◆ **TASK INPUTS**
>>>>>

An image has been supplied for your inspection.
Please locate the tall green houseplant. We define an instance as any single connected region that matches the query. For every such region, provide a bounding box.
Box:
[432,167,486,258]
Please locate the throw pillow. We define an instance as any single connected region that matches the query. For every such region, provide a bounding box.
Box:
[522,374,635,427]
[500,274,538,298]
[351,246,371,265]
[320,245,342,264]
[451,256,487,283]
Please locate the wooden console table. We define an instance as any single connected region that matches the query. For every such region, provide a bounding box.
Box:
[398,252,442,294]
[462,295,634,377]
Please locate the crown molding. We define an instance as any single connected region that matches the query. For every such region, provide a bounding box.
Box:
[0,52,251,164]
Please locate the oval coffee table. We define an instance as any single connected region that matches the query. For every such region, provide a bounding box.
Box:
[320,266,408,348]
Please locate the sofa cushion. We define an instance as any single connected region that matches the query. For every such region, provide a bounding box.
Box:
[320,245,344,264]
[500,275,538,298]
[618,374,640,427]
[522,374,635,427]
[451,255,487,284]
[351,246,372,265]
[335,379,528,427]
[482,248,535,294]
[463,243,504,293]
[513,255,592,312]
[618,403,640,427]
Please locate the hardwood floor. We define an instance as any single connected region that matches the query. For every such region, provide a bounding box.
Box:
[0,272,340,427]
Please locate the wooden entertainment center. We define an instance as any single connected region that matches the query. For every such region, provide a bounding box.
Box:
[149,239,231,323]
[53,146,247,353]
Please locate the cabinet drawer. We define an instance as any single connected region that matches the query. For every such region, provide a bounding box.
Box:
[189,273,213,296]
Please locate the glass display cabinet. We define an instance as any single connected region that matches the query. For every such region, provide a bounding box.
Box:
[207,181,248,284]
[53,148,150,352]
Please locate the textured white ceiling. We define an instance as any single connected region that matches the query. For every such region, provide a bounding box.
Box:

<<<<<

Change every "bounding box" in the rows above to "outline rectangle" and give all the rows again, leaving everything else the same.

◆ **TASK RESPONSE**
An image has been supplied for your inspection.
Please locate the tall green houseplant. We define an instance as any single connected region that matches the query. For every such region, provide a outline rectangle.
Box:
[432,167,486,258]
Please locate the throw pillow. We define an instance as any single connected region that matches the query. For every such region, provide a outline rectangle.
Box:
[522,374,635,427]
[500,274,538,298]
[351,246,371,265]
[320,245,342,264]
[451,256,487,283]
Please locate the wooden console table. We define an instance as any single connected region that matches the query. For every such region, provide a outline rectangle.
Box:
[398,252,442,294]
[462,295,634,377]
Please locate the crown molding. We define an instance as any single connected region that matches the query. For every such region, provide a outline rectangle.
Box:
[0,52,251,164]
Please locate the oval coffee table. We define an instance as any single connected region that matches the query. For every such region, provide a outline rectangle.
Box:
[320,266,408,348]
Please locate the sofa cushion. We define an instance as any single connected region that matches the query. For every such region, provide a outline rectangle.
Box:
[320,245,344,264]
[500,275,538,298]
[618,374,640,427]
[522,374,635,427]
[451,255,487,284]
[351,246,372,265]
[335,379,528,427]
[482,248,535,294]
[463,243,504,293]
[513,255,592,312]
[618,403,640,427]
Please locate the hardwood floor. We define an instance as any single connected region that matches the query. For every such region, provide a outline rectangle.
Box:
[0,272,340,427]
Please locate the wooden entertainment center. We define an instance as any single connected region that matches the query. For every such region, provide a outline rectangle.
Box:
[149,239,231,323]
[53,146,247,353]
Please locate the cabinet drawer. We define an instance as any single connected region that matches the query. For every such region, provide a outline rectangle.
Box:
[189,273,213,296]
Please locate the glass display cabinet. We define an instance as any single connected region that matches the query. For every such region, provide a outline rectangle.
Box:
[207,181,248,284]
[53,148,150,352]
Please locate the textured white ceiling. We define an instance as any single connected region that matches the query. For every such region, provide a outline rectangle.
Box:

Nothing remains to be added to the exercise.